RECORDS SHOWN:
────────────────

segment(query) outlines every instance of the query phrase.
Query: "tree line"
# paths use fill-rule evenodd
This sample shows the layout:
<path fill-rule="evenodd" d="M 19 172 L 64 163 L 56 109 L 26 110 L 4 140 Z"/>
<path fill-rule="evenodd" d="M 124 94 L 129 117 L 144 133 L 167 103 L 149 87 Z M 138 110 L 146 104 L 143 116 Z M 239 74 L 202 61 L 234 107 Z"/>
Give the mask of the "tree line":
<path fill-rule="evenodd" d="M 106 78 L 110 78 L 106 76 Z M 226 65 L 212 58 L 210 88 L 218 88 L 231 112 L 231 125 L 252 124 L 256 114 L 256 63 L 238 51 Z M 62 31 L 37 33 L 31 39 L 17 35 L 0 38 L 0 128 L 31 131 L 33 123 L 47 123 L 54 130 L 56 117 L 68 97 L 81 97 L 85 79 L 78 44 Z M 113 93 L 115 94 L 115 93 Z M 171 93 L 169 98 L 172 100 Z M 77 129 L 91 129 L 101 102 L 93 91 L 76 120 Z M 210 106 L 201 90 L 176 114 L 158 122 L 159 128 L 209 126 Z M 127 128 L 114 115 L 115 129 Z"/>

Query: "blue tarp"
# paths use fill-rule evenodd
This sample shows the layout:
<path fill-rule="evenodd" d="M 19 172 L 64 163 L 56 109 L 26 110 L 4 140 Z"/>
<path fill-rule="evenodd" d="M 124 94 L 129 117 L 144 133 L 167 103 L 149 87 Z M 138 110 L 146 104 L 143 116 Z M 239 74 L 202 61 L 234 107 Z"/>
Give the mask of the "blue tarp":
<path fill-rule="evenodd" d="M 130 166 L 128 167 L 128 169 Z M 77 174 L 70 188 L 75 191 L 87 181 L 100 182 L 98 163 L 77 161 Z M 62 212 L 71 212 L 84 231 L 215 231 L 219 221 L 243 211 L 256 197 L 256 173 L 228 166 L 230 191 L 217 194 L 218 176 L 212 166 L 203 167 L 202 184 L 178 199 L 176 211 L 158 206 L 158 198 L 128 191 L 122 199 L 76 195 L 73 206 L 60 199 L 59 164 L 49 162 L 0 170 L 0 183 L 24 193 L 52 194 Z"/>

────────────────

TASK DETAILS: Could you write these entries out again, changing "mask" to "outline" and leaving everything else untouched?

TASK OUTPUT:
segment(query) outlines every instance of the query phrase.
Query: "tree line"
# paths use fill-rule evenodd
This sample shows the layout:
<path fill-rule="evenodd" d="M 19 172 L 64 163 L 56 109 L 26 110 L 4 140 Z"/>
<path fill-rule="evenodd" d="M 124 94 L 129 117 L 144 133 L 167 103 L 149 87 Z M 138 110 L 146 104 L 143 116 Z M 239 74 L 202 61 L 234 107 Z"/>
Give the outline of the "tree line":
<path fill-rule="evenodd" d="M 106 78 L 110 78 L 106 76 Z M 226 65 L 212 58 L 210 88 L 218 88 L 231 112 L 231 125 L 252 124 L 256 114 L 256 63 L 238 51 Z M 62 31 L 37 33 L 31 39 L 17 35 L 0 38 L 0 128 L 31 131 L 33 123 L 47 123 L 54 130 L 56 117 L 68 97 L 81 97 L 85 79 L 78 44 Z M 113 93 L 115 94 L 115 93 Z M 171 93 L 169 98 L 172 100 Z M 77 129 L 91 129 L 101 102 L 93 91 L 76 120 Z M 210 106 L 201 90 L 176 114 L 158 122 L 159 128 L 209 126 Z M 127 128 L 114 115 L 115 129 Z"/>

Query: "blue tarp"
# paths use fill-rule evenodd
This sample shows the layout:
<path fill-rule="evenodd" d="M 19 172 L 64 163 L 56 109 L 26 110 L 4 140 Z"/>
<path fill-rule="evenodd" d="M 124 94 L 129 117 L 144 133 L 167 103 L 149 87 Z M 138 110 L 146 104 L 143 116 Z M 239 74 L 202 61 L 234 107 Z"/>
Give the outline of the "blue tarp":
<path fill-rule="evenodd" d="M 130 166 L 128 167 L 128 169 Z M 77 174 L 70 188 L 75 191 L 87 181 L 100 182 L 98 163 L 77 161 Z M 62 212 L 71 212 L 84 231 L 215 231 L 219 221 L 243 211 L 256 197 L 256 173 L 228 166 L 230 191 L 217 194 L 218 176 L 212 166 L 203 167 L 202 184 L 178 199 L 176 211 L 158 206 L 158 198 L 128 191 L 122 199 L 76 195 L 73 206 L 60 199 L 59 164 L 49 162 L 0 170 L 0 183 L 24 193 L 52 194 Z"/>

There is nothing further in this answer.